- **Goal**
Render every line of the data below as a numbered list, skipping any blank lines and leaving the pictures out of your answer.

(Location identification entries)

* * *

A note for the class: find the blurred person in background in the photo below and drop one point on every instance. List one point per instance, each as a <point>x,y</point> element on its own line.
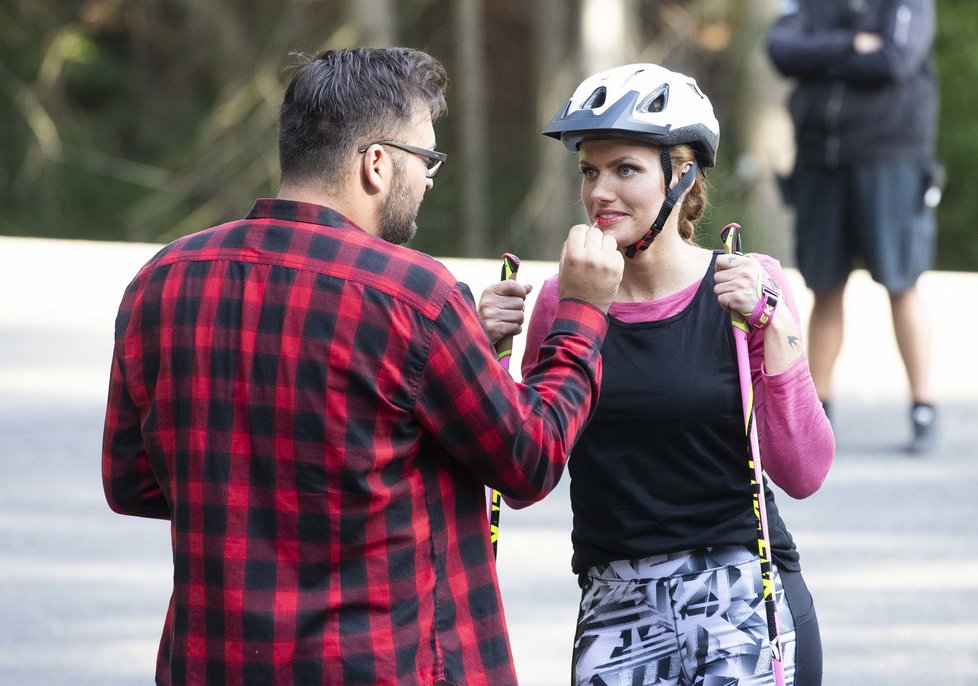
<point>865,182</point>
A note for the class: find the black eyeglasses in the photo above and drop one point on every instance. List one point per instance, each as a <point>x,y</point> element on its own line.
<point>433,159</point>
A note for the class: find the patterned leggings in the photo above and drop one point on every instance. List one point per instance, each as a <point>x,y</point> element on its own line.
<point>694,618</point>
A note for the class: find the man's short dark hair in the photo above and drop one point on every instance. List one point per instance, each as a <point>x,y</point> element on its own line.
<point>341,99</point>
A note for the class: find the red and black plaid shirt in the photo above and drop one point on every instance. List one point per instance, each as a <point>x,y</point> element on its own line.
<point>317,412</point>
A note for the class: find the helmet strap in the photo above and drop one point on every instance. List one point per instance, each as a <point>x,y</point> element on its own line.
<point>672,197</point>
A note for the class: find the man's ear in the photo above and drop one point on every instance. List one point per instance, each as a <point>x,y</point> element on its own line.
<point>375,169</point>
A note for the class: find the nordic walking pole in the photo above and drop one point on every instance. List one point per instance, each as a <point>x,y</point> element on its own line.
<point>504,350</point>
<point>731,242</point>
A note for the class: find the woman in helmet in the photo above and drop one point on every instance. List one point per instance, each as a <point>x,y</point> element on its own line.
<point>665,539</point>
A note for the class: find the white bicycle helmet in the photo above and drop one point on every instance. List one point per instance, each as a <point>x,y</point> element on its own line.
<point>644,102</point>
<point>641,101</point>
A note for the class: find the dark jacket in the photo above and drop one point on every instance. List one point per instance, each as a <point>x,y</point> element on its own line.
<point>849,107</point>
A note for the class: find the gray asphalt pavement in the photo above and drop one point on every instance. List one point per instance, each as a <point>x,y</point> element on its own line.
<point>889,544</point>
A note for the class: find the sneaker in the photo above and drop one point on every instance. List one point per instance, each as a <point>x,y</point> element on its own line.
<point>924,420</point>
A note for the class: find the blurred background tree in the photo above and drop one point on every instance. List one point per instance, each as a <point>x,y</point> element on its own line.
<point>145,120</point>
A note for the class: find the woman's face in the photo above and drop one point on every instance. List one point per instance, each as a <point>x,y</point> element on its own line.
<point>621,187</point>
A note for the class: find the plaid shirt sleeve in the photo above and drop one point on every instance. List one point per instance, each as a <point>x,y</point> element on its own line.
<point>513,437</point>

* * *

- **Worked solution**
1. A note for the class: find the blurred person in background in the photo below and drop one point on every instance. List one point per instance, each as a <point>x,y</point> element on its own line.
2. <point>865,182</point>
3. A note for the class: find the black eyeglasses in the photo above and drop one point on every instance. List one point per instance, each as a <point>x,y</point> element on its own line.
4. <point>433,159</point>
5. A note for the class: find the patterned leggings in the photo above and drop one point on every instance. List one point per instance, each as a <point>x,y</point> element on its own line.
6. <point>694,618</point>
7. A note for the class: find the man's short dark hair in the photo above and drop one point on every instance. List one point per instance, each as a <point>x,y</point> element on its own line.
8. <point>341,99</point>
9. A note for the class: find the red and black plaid shirt in the photo above and drop one point on every instance. List one point per instance, each as a <point>x,y</point> element on its own line.
10. <point>317,412</point>
11. A note for the class: find the helmet strap in the photo above and drop one point on every instance. List one point per instance, each as a <point>x,y</point> element on its own line.
12. <point>672,197</point>
13. A note for the class: find the man's ear in the photo above and drop one point on every instance. List one point per instance, each as a <point>x,y</point> element on its own line.
14. <point>375,169</point>
15. A note for the class: find the nordic walking pole in the photo above and drop one point on every instance. List one point per instance, each as a <point>x,y</point> element on its own line.
16. <point>504,350</point>
17. <point>731,242</point>
18. A note for the class: find the woman in helmet in the photo above and drop one point on every instance. List one point per instance, each as a <point>x,y</point> element on its own line.
19. <point>665,539</point>
20. A note for the class: find the white bicycle helmet in the photo above and drop one point on every instance. List one point per instance, each as a <point>x,y</point> element on its own line.
21. <point>644,102</point>
22. <point>641,101</point>
23. A note for the class: find the dark jacket in the photo above and drop one point on every instance. List one point per instance, each as a <point>x,y</point> element on its own line.
24. <point>849,107</point>
25. A note for the class: find the gray asphalt pavement in the photo above and drop one point on every instance. List one point per instance, each as a <point>x,y</point> element on its own line.
26. <point>889,544</point>
27. A note for the class: find the sneaker in the photo above and drop one point on every instance. List one point per instance, each as a <point>x,y</point> element on its own line.
28. <point>924,420</point>
29. A note for the class: find the blurred background tree in the photo above and drop one point on every instance. List one point per instance, each as a <point>x,y</point> element on its own line.
30. <point>145,120</point>
31. A note for the class: find the woman's face in the photo above and drop one point on every instance. List one point per instance, each as a <point>x,y</point> element on its own line.
32. <point>621,187</point>
33. A note for the class: find the plaid shirt sleeve in the photo above and drop one point on every instance. List one point per instance, each as a <point>x,y</point> element on its own line.
34. <point>513,437</point>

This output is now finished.